The records beneath should be restated word for word.

*** INFORMATION SHOWN Section Begins ***

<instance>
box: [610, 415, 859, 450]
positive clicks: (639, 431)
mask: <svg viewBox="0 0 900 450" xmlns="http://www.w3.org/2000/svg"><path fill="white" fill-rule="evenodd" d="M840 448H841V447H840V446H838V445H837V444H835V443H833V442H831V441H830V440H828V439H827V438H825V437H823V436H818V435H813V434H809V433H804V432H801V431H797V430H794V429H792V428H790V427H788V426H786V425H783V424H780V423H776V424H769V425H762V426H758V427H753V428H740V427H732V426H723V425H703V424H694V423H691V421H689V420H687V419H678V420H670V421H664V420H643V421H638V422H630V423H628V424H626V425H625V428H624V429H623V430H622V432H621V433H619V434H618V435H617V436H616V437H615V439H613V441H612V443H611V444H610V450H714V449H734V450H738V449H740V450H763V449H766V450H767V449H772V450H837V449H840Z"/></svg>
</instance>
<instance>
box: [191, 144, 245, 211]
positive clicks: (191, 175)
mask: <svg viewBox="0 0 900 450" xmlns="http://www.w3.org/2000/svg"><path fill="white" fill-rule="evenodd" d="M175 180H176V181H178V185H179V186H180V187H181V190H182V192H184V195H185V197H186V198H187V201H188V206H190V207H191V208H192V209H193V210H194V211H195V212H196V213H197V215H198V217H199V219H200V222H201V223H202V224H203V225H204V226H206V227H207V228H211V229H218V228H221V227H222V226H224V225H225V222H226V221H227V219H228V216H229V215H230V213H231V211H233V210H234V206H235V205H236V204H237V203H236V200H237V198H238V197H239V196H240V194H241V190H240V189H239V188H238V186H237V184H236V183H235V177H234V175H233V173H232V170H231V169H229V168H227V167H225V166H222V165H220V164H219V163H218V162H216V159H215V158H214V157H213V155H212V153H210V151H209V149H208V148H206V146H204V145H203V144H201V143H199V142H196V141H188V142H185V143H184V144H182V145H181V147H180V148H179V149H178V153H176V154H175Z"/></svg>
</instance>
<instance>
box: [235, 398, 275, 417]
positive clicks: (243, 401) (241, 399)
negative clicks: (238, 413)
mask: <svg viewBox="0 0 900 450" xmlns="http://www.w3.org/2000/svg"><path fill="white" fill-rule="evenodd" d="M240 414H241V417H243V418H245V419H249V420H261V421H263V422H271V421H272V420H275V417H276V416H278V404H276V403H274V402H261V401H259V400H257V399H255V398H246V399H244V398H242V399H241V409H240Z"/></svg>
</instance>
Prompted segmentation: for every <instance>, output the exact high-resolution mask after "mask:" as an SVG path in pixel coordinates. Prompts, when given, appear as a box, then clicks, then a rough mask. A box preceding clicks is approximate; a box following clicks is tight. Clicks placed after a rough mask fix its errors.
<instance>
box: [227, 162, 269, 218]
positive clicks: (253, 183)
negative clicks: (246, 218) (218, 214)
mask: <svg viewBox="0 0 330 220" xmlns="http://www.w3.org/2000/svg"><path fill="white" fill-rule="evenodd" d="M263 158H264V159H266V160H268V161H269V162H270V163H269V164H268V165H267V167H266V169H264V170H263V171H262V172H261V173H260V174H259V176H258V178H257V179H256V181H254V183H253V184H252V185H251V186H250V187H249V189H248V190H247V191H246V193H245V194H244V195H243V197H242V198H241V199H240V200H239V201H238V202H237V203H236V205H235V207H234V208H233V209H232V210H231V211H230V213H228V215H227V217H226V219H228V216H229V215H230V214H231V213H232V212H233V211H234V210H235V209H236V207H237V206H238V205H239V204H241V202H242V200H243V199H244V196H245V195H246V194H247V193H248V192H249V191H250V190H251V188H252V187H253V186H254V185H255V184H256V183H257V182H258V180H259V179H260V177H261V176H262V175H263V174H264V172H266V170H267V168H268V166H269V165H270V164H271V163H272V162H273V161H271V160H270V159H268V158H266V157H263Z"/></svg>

*** INFORMATION SHOWN Section Ends ***

SOLUTION TO THIS EXERCISE:
<instance>
box: [610, 415, 859, 450]
positive clicks: (639, 431)
mask: <svg viewBox="0 0 900 450" xmlns="http://www.w3.org/2000/svg"><path fill="white" fill-rule="evenodd" d="M840 448H841V447H840V446H838V445H837V444H835V443H833V442H831V441H830V440H828V439H827V438H825V437H823V436H818V435H813V434H809V433H804V432H801V431H797V430H794V429H792V428H790V427H788V426H786V425H783V424H780V423H776V424H769V425H762V426H758V427H753V428H740V427H732V426H723V425H703V424H694V423H691V421H689V420H687V419H678V420H670V421H664V420H643V421H638V422H630V423H628V424H626V425H625V428H624V429H623V430H622V432H621V433H619V434H618V435H617V436H616V437H615V439H613V441H612V443H611V444H610V450H714V449H734V450H738V449H740V450H763V449H766V450H767V449H772V450H837V449H840Z"/></svg>
</instance>
<instance>
box: [191, 144, 245, 211]
positive clicks: (191, 175)
mask: <svg viewBox="0 0 900 450" xmlns="http://www.w3.org/2000/svg"><path fill="white" fill-rule="evenodd" d="M175 180H176V181H178V185H179V186H180V187H181V190H182V192H184V195H185V197H186V198H187V201H188V206H190V207H191V208H192V209H193V210H194V211H195V212H196V213H197V215H198V217H199V219H200V222H201V223H202V224H203V225H204V226H206V227H207V228H211V229H218V228H221V227H222V226H224V225H225V222H226V221H227V219H228V216H229V215H230V213H231V211H233V210H234V206H235V205H236V204H237V203H236V200H237V198H238V197H239V196H240V194H241V190H240V189H239V188H238V186H237V184H236V183H235V177H234V175H233V173H232V170H231V169H229V168H227V167H225V166H222V165H220V164H219V163H218V162H216V159H215V158H214V157H213V155H212V153H210V151H209V149H208V148H206V146H204V145H203V144H201V143H199V142H196V141H188V142H185V143H184V144H182V145H181V147H180V148H179V149H178V153H176V154H175Z"/></svg>
</instance>
<instance>
box: [235, 398, 275, 417]
positive clicks: (243, 401) (241, 399)
negative clicks: (238, 413)
mask: <svg viewBox="0 0 900 450" xmlns="http://www.w3.org/2000/svg"><path fill="white" fill-rule="evenodd" d="M240 414H241V417H243V418H245V419H249V420H261V421H263V422H271V421H272V420H275V417H276V416H278V404H276V403H274V402H261V401H259V400H257V399H255V398H246V399H244V398H242V399H241V409H240Z"/></svg>
</instance>
Prompted segmentation: for every <instance>, output the exact high-resolution mask after "mask:" as an SVG path in pixel coordinates. Prompts, when given, appear as a box, then clicks, then a rough mask. A box preceding clicks is approximate; a box following clicks is tight. Clicks placed after a rough mask fix its errors.
<instance>
box: [227, 162, 269, 218]
positive clicks: (253, 183)
negative clicks: (246, 218) (218, 214)
mask: <svg viewBox="0 0 330 220" xmlns="http://www.w3.org/2000/svg"><path fill="white" fill-rule="evenodd" d="M263 158H264V159H266V160H268V161H269V162H270V163H269V164H268V165H267V167H266V169H264V170H263V171H262V172H261V173H260V174H259V176H258V178H257V179H256V181H254V183H253V184H252V185H251V186H250V187H249V189H248V190H247V191H246V193H245V194H244V195H243V197H242V198H241V199H240V200H239V201H238V202H237V203H236V205H235V207H234V208H233V209H232V210H231V211H230V213H228V215H227V217H226V219H228V216H229V215H230V214H231V213H232V212H233V211H234V210H235V209H236V207H237V206H238V205H239V204H241V202H242V200H243V199H244V196H245V195H246V194H247V193H248V192H249V191H250V190H251V188H252V187H253V186H254V185H255V184H256V183H257V182H258V180H259V179H260V177H261V176H262V175H263V174H264V172H266V170H267V168H268V166H269V165H270V164H271V163H272V162H273V161H271V160H270V159H268V158H266V157H263Z"/></svg>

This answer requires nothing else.